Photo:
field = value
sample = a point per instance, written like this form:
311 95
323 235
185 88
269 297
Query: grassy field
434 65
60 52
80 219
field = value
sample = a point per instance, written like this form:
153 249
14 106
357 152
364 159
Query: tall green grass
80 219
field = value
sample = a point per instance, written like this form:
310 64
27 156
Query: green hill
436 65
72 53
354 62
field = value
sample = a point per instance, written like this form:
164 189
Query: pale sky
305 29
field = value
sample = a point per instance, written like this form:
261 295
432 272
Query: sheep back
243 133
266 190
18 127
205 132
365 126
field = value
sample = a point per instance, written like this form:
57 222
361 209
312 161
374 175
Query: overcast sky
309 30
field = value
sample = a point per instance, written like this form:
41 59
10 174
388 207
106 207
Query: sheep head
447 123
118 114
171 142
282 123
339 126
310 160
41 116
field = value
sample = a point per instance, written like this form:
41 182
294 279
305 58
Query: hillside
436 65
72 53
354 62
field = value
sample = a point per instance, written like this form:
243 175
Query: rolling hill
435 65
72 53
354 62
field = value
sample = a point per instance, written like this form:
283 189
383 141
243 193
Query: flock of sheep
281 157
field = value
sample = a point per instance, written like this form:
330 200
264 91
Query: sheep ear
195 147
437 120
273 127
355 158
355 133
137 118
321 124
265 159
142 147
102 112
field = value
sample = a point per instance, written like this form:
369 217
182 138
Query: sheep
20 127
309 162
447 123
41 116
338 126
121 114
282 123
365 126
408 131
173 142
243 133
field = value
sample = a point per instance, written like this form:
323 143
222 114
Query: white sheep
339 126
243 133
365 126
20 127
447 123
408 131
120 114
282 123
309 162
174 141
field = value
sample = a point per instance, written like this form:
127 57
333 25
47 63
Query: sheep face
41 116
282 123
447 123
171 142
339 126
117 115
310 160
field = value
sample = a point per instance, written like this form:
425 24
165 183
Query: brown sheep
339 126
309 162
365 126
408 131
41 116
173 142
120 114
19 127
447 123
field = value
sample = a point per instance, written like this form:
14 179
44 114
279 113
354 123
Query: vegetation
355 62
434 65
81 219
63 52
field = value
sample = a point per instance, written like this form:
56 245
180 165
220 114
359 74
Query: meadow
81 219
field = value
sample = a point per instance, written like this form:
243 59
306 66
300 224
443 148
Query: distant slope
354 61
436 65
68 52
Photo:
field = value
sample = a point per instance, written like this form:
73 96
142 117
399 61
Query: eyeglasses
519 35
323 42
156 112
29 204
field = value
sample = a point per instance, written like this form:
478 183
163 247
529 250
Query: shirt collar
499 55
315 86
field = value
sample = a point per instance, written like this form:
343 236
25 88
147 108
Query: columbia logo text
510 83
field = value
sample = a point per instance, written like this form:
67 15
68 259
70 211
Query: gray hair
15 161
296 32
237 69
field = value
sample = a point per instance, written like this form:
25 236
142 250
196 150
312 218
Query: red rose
____________________
PROBLEM DESCRIPTION: This calls for repeating all of the records, character for character.

EXERCISE RESULT:
Photo:
field = value
sample = a point per instance, written like this form:
311 95
323 235
185 88
269 297
Query: grassy field
434 65
60 52
80 219
field = value
sample = a point per instance, written like this form:
153 249
14 106
357 152
364 159
Query: tall green grass
80 219
field = value
sample = a point per instance, written like this form:
310 64
27 156
Query: green hill
436 65
72 53
354 62
field = value
sample = a point per instance, written like this form:
164 189
Query: pale sky
305 29
field = value
sample = a point per instance, written like this form:
261 295
432 272
Query: sheep back
243 133
266 190
18 127
205 132
365 126
field = value
sample = a point per instance, written like this form:
57 222
361 209
312 161
374 175
Query: overcast sky
309 30
field = value
sample = a point per instance, written like this form:
41 59
10 174
388 207
106 207
Query: sheep head
447 123
118 114
171 142
282 123
339 126
310 160
41 116
field = value
sample = a point per instance, written like this form:
41 182
294 279
305 58
Query: hillside
436 65
72 53
354 62
field = value
sample = a point per instance, written like this form:
243 175
Query: rolling hill
435 65
72 53
354 62
field = value
sample = a point per instance, written like this form:
283 189
383 141
243 193
Query: flock of sheep
281 157
field = value
sample = a point per instance, written like this form:
330 200
264 91
Query: sheep ear
195 147
437 120
273 127
355 158
355 133
137 118
321 124
265 159
142 147
102 112
field = value
sample = a point per instance, written like this form:
369 217
182 138
Query: sheep
20 127
309 162
447 123
41 116
338 126
121 114
282 123
365 126
408 131
173 142
243 133
field = value
sample = a point per instance, written like this form:
323 143
222 114
Query: white sheep
339 126
243 133
365 126
20 127
447 123
408 131
120 114
282 123
309 162
174 141
field = value
sample = a point per instance, written like this form:
127 57
333 25
47 63
Query: sheep face
41 116
282 123
447 123
171 142
339 126
117 115
310 160
field = value
sample = a point per instance, written like this form:
425 24
165 183
Query: brown sheep
339 126
309 162
365 126
408 131
41 116
173 142
120 114
19 127
447 123
field = value
sample = a point per instance, written like this form:
14 179
44 114
279 113
354 123
Query: vegetation
355 62
434 65
81 219
63 52
field = value
sample = a point per instance, written like this form:
56 245
180 165
220 114
359 74
Query: meadow
81 219
field = value
sample = a point per instance, written like this form:
243 59
306 66
300 224
443 148
Query: distant slope
354 61
436 65
68 52
Photo:
field = value
sample = a point per instance, written like this form:
73 96
142 117
399 61
Query: eyeglasses
519 35
323 42
156 112
29 204
field = value
sample = a point per instance, written like this form:
478 183
163 247
529 250
Query: shirt collar
499 55
315 86
field = value
sample = a point per instance, written like this form:
343 236
25 88
147 108
Query: columbia logo text
510 83
field = value
sample = a point per instance, written like this form:
67 15
68 259
70 211
Query: gray hair
15 161
296 32
237 69
field = value
sample = a point per instance, written like this form:
25 236
142 250
196 150
312 218
Query: red rose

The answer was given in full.